**ANWEISUNGEN:**
a: Liste alle Substantive im Plural aus dem Text über den Besuch von Tsipras bei Renzi in der Reihenfolge ihres Auftretens auf. Übernimm jedes so, wie es im Text steht.
b: Suche in den Einträgen jede Zeile heraus, die das Wort "jersey" enthält, und gib diese Zeilen unverändert wieder.

____ TEXTABSCHNITT

Griechenlands neuer Premierminister Alexis Tsipras hat in den vergangenen Tagen viel Staub aufgewirbelt. Nun hat er sich zu einer ersten Reise seit seinem Amtsantritt aufgemacht. Auf der Agenda steht heute Dienstag ein Mittagsbesuch beim italienischen Amtskollegen Matteo Renzi.
Geplant sind Gespräche zur europäischen Wirtschaftskrise und zur Kooperation der Mittelmeer-Staaten. Das ist nicht umsonst vage formuliert: Es wird ein erstes Beschnuppern zweier Politiker, die sich auf den ersten Blick durchaus ähneln. Tsipras will die korrupten Strukturen etablierter Parteien aufbrechen, Renzi nennt sich selber den «Verschrotter» – weil er aufräumen will mit verkrusteten Eliten.

________
____ AUSGEWÄHLTE EINTRÄGE

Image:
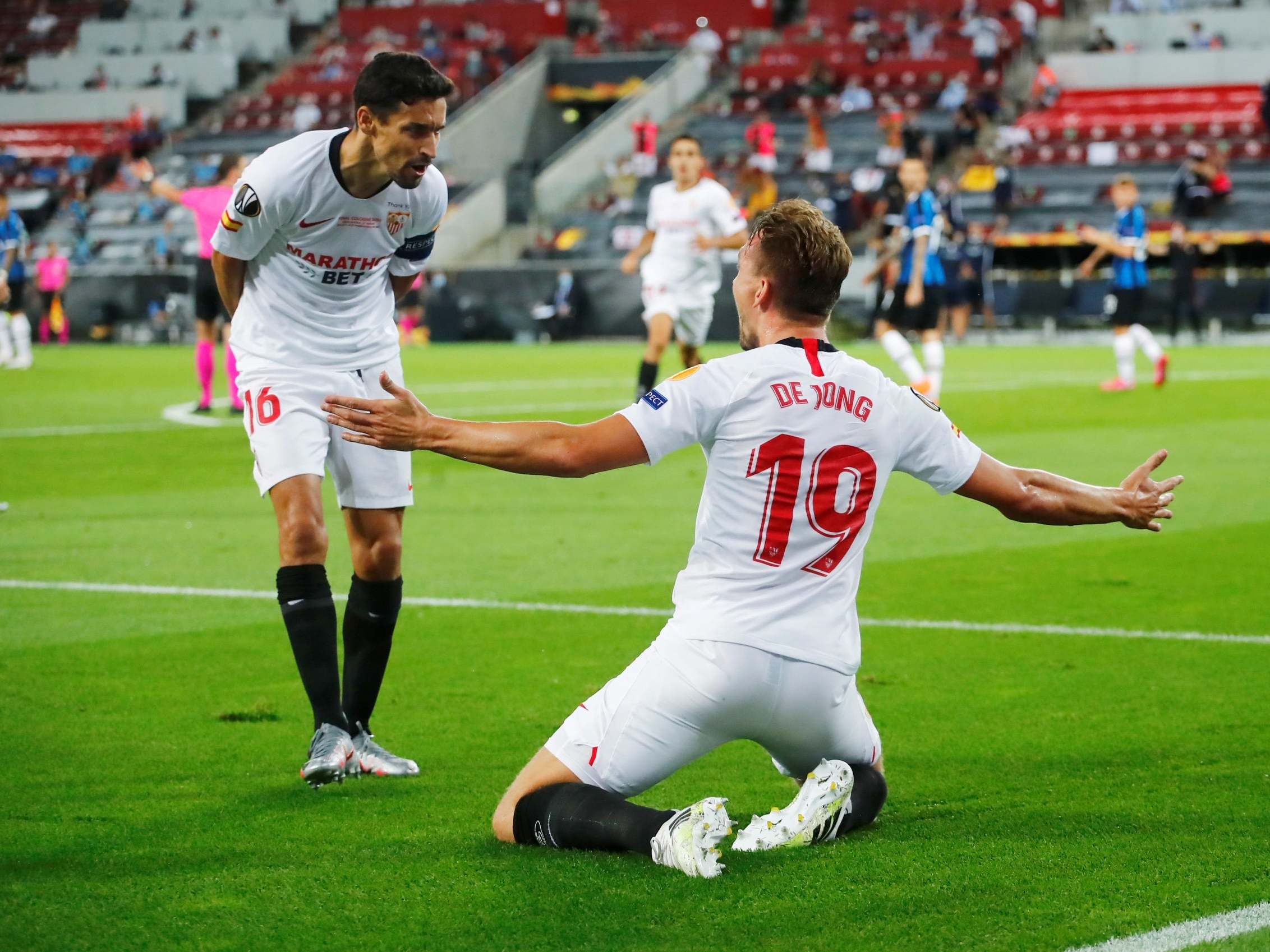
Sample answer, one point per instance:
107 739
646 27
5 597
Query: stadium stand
849 90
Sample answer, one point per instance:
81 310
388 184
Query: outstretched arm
1034 496
534 449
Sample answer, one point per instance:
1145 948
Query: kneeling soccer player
800 441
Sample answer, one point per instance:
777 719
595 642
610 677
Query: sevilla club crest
397 221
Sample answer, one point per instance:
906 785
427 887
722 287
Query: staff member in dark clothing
1184 258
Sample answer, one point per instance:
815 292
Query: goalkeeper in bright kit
800 442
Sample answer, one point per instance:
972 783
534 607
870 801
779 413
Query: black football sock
647 378
581 816
868 795
309 613
370 618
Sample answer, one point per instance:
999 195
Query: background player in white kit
800 441
689 220
325 232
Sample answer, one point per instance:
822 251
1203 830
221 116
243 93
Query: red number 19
783 459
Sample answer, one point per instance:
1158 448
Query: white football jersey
799 441
677 219
316 291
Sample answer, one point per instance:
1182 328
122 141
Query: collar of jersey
333 152
825 347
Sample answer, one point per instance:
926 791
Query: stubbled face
746 290
406 141
913 175
1124 196
686 163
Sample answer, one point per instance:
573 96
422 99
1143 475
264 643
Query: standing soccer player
13 290
324 234
920 292
800 442
206 205
1127 244
689 220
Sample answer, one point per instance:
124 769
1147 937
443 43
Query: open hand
1148 501
398 423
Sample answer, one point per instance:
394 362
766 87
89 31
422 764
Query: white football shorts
684 697
693 311
290 435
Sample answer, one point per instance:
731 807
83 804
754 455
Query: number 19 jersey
800 441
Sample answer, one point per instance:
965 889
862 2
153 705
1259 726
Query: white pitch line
1211 928
643 611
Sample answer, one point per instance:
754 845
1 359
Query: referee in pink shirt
208 204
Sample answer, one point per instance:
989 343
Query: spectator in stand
51 273
817 155
820 80
984 33
1027 16
586 44
306 113
1193 183
42 23
1100 42
1004 190
865 26
760 190
857 98
922 32
159 76
954 94
844 198
1044 89
891 152
644 154
761 136
97 79
705 41
1199 39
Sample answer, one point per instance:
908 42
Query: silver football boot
371 758
330 757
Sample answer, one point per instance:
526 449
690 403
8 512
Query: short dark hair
393 80
804 254
689 137
229 161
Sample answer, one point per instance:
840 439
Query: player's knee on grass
301 540
378 560
867 797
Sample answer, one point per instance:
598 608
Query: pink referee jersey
206 204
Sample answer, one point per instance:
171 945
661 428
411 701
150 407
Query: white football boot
815 816
330 757
690 839
371 758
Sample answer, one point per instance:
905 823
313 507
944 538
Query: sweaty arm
532 449
1036 496
937 452
230 276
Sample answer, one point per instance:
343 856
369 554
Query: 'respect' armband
417 248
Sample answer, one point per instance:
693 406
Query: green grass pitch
1046 791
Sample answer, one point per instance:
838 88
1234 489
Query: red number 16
265 410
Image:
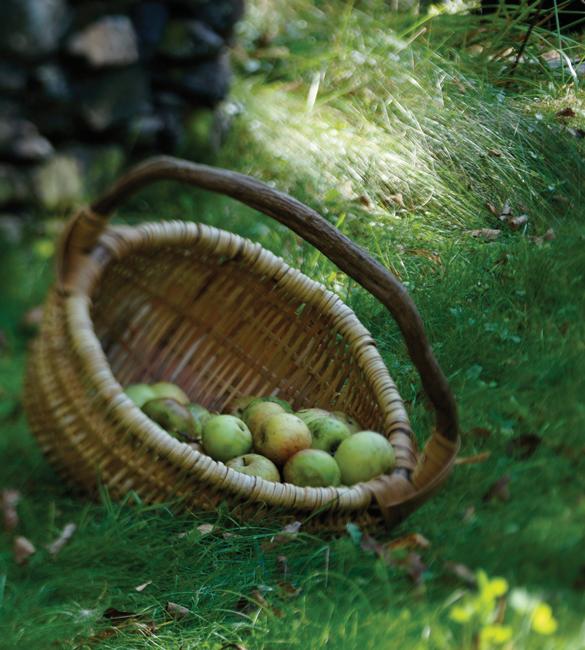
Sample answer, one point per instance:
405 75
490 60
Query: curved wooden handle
84 231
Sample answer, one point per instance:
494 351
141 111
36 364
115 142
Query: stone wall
85 83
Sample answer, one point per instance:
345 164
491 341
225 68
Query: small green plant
492 616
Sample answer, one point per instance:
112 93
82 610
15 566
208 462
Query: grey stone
14 186
13 78
110 41
190 40
20 140
52 84
220 15
108 99
32 28
207 84
58 183
150 19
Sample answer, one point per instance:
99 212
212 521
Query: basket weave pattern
221 317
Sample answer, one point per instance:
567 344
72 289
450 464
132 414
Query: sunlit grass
402 146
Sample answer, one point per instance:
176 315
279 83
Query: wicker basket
221 317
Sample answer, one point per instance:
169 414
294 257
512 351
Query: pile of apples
262 436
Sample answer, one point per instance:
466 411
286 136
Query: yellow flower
461 614
497 634
543 621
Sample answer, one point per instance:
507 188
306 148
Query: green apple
140 394
171 416
255 465
281 436
328 433
257 412
199 414
166 389
225 437
240 404
312 467
352 424
363 456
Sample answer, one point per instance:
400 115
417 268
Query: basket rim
118 242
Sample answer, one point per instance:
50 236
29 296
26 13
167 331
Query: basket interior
220 328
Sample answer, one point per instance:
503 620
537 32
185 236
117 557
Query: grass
400 137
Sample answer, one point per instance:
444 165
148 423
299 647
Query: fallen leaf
290 531
499 490
412 540
10 499
429 255
472 460
566 112
522 447
577 133
66 534
489 234
415 567
205 529
176 611
282 562
22 549
549 235
117 615
288 590
517 222
462 572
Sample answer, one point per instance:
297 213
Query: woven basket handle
84 230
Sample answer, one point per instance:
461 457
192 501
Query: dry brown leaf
499 490
176 611
472 460
517 222
288 590
480 432
205 529
566 112
412 540
488 234
522 447
462 572
10 499
22 549
117 615
66 534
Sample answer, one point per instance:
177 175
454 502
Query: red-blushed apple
281 436
352 424
364 455
255 465
225 437
328 433
140 394
172 417
312 468
166 389
257 412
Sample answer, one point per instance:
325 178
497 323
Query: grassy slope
505 318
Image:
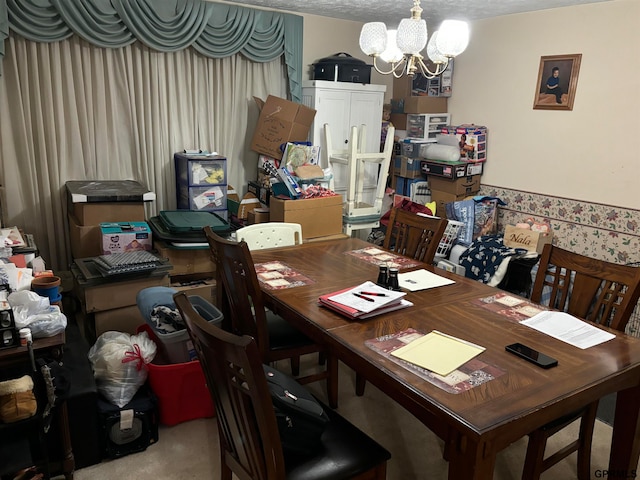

________

**ANTWORTEN JE AUFGABE:**
a: Tagen, Gespräche, Mittelmeer-Staaten, Politiker, Strukturen, Parteien, Eliten

b:
Query: white football jersey
Query: collar of jersey
Query: number 19 jersey
Query: pink referee jersey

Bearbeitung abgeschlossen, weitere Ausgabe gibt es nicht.